↓

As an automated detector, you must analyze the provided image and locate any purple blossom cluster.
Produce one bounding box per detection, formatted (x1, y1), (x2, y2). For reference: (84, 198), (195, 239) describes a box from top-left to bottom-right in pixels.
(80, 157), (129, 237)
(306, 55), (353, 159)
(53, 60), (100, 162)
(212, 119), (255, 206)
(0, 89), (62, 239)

↑
↓

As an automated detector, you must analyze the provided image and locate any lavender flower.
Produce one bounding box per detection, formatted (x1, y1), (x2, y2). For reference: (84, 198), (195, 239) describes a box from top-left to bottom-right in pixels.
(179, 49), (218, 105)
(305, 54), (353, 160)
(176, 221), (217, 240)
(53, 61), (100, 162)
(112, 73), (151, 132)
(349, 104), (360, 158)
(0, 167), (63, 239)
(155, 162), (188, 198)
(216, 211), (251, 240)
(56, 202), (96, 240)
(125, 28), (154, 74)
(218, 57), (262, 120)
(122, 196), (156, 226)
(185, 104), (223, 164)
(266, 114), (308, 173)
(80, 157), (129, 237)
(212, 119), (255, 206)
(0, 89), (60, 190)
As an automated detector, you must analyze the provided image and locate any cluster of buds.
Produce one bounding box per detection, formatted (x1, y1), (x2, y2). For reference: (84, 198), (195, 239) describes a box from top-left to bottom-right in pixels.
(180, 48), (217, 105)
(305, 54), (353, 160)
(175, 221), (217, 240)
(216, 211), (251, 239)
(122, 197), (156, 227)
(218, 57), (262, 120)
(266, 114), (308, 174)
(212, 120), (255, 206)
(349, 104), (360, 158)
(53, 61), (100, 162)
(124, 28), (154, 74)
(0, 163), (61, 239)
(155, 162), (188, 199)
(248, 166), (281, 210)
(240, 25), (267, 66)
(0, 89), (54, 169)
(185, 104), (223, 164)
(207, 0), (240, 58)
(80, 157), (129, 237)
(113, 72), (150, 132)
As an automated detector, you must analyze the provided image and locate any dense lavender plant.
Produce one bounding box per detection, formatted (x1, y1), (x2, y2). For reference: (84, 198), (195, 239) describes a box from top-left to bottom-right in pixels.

↑

• [WHAT IS BEING ASKED] Pull out all lines of the data with the string "lavender".

• [RESPONSE TO THIS TASK]
As an automated detector, you must analyze the provided image and locate any lavender flower.
As an automated detector, you must analyze the provided image and locate any dense lavender plant.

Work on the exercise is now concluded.